Report how many lines in the data below contain the string "cardigan", matching case exactly, and give only that number.
▽
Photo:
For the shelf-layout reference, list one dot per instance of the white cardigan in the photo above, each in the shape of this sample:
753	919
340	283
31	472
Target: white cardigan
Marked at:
△
▽
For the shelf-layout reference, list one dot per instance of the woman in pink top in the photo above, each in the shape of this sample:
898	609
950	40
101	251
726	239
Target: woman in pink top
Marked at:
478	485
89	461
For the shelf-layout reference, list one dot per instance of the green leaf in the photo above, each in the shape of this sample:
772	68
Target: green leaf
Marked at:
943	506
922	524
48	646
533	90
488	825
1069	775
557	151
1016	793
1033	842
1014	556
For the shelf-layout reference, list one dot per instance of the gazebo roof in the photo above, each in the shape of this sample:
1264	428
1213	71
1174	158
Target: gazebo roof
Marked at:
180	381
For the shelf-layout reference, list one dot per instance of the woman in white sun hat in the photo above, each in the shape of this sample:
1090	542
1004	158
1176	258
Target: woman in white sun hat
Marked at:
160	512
△
Task response:
2